**Exercise instructions**
Return the lines below that contain the word "rough".

....

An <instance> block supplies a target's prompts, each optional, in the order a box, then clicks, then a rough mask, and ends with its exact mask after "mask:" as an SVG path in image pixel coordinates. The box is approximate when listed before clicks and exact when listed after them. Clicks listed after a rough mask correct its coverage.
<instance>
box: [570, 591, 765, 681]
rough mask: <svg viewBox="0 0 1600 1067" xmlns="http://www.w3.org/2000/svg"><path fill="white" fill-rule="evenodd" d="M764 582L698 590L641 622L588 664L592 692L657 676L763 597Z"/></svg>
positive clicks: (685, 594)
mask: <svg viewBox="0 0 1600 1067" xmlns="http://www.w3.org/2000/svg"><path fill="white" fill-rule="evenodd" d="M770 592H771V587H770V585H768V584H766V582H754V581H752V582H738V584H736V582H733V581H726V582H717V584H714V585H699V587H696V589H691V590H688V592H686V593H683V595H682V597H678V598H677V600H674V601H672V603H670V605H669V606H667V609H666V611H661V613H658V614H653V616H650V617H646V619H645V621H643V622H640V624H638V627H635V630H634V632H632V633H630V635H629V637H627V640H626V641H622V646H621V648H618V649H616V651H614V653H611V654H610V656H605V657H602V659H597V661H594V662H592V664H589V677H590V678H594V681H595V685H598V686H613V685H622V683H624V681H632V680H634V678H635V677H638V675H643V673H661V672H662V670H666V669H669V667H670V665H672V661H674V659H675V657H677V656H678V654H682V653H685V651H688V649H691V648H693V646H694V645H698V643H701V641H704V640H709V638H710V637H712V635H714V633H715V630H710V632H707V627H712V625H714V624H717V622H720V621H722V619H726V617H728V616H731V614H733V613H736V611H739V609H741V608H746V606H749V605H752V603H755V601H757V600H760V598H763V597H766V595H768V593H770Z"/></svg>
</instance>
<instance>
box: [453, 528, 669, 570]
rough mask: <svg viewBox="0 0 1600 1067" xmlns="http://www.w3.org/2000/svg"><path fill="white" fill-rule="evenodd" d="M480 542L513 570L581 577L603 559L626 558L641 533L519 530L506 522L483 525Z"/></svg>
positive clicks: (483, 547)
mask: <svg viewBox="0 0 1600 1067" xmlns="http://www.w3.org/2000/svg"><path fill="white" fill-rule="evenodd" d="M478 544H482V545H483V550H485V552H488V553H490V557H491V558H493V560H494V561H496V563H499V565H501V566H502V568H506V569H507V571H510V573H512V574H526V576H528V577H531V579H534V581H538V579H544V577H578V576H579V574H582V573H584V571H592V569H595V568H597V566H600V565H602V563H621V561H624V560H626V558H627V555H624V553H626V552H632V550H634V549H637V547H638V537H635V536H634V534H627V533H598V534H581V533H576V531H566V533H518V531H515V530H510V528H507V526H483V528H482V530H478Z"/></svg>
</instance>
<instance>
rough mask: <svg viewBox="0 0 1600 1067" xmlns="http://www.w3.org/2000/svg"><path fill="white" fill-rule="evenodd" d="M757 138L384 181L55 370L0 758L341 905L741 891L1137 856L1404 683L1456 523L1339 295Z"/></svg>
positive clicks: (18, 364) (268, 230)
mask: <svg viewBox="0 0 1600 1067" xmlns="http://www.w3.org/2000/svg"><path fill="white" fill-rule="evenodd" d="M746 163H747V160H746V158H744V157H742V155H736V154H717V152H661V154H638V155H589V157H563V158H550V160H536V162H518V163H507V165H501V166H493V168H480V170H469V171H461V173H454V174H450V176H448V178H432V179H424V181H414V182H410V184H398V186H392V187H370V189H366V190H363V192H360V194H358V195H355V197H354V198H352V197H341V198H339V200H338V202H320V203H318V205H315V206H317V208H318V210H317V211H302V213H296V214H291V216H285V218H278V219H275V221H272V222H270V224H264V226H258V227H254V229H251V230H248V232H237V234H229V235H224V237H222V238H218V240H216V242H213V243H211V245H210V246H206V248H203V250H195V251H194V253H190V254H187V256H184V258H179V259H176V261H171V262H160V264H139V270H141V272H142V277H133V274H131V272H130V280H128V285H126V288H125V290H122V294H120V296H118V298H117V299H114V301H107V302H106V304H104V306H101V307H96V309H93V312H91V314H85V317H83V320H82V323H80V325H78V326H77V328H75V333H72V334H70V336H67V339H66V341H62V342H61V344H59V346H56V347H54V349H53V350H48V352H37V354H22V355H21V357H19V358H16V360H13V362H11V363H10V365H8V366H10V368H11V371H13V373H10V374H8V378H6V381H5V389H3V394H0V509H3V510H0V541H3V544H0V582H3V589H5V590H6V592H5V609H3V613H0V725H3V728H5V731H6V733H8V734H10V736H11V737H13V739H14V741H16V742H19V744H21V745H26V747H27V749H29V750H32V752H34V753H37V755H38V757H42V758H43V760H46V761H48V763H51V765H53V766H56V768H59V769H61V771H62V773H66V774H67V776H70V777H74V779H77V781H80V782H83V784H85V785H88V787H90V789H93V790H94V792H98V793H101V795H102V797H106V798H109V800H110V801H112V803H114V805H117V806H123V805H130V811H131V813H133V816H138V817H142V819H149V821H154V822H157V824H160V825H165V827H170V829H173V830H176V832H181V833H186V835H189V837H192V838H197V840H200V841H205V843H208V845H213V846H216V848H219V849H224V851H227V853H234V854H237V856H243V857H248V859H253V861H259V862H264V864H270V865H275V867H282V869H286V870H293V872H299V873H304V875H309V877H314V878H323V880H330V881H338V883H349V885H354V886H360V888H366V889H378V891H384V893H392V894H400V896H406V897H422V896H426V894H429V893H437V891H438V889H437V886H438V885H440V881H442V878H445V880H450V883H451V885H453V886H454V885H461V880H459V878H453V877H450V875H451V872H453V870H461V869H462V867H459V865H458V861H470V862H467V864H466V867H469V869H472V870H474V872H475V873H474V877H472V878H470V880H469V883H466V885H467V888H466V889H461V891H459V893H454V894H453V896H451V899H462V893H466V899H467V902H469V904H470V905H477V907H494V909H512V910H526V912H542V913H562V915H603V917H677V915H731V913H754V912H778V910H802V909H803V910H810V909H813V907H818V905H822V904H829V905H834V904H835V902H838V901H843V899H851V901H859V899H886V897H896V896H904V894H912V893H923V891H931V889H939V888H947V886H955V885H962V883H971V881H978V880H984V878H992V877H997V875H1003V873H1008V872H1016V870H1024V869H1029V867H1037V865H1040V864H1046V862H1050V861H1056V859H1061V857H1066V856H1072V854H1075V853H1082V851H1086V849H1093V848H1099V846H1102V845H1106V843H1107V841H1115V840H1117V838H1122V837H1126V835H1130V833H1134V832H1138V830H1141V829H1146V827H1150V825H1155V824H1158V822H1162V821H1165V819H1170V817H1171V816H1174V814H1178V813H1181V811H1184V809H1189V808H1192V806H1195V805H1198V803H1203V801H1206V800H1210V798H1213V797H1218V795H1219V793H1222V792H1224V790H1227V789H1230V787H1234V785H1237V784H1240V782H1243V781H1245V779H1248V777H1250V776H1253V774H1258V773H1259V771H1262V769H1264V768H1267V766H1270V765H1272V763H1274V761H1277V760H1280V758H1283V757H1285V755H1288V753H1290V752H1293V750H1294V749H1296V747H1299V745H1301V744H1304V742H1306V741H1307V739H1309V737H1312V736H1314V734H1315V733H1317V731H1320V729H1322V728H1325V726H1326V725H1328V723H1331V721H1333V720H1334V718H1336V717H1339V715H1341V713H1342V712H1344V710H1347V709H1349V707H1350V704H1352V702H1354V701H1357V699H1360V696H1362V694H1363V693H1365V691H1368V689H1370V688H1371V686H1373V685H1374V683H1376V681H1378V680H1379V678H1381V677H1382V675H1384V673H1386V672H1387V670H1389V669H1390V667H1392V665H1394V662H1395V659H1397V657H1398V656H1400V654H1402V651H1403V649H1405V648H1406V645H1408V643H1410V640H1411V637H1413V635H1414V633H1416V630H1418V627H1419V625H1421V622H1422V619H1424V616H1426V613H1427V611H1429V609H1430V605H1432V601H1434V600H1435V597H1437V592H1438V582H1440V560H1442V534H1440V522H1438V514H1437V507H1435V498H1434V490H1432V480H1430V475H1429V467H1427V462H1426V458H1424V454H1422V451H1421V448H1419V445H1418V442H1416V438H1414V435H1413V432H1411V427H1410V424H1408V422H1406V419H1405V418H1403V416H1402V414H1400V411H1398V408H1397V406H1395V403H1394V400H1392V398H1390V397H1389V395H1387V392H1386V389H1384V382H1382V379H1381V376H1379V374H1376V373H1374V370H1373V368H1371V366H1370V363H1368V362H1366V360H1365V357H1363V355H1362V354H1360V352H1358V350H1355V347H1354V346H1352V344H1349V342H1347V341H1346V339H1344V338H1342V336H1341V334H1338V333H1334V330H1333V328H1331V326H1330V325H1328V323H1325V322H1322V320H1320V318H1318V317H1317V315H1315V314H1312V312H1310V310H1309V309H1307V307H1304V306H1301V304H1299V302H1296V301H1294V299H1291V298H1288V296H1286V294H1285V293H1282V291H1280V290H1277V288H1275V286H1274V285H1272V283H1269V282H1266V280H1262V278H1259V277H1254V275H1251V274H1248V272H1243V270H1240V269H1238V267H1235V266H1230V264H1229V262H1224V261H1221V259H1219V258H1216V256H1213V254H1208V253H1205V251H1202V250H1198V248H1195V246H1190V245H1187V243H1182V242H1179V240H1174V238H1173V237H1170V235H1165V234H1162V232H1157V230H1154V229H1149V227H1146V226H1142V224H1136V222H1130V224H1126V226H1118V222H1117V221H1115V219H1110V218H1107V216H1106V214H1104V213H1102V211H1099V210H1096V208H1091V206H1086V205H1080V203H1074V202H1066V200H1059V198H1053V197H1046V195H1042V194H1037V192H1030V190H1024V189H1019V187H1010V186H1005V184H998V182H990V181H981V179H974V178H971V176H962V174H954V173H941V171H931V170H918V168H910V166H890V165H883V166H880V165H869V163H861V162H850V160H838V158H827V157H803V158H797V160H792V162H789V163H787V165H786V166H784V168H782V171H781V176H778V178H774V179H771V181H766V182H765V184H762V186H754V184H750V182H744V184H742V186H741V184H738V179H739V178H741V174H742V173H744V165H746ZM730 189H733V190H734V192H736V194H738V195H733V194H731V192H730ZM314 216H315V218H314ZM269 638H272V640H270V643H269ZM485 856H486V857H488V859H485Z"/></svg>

....

**Response to the task**
An <instance> block supplies a target's prompts, each optional, in the order a box, then clicks, then a rough mask, and ends with its exact mask after "mask:" as an SVG path in image pixel coordinates. The box is approximate when listed before clicks and exact when listed after them. Clicks listed after a rough mask correct its coverage.
rough mask: <svg viewBox="0 0 1600 1067" xmlns="http://www.w3.org/2000/svg"><path fill="white" fill-rule="evenodd" d="M764 582L698 590L641 622L588 664L592 692L657 676L763 597Z"/></svg>
rough mask: <svg viewBox="0 0 1600 1067" xmlns="http://www.w3.org/2000/svg"><path fill="white" fill-rule="evenodd" d="M480 542L513 570L581 577L603 559L626 558L641 533L519 530L506 522L483 525Z"/></svg>
rough mask: <svg viewBox="0 0 1600 1067" xmlns="http://www.w3.org/2000/svg"><path fill="white" fill-rule="evenodd" d="M757 138L384 181L55 370L0 758L341 905L741 891L1137 856L1404 683L1456 523L1339 295Z"/></svg>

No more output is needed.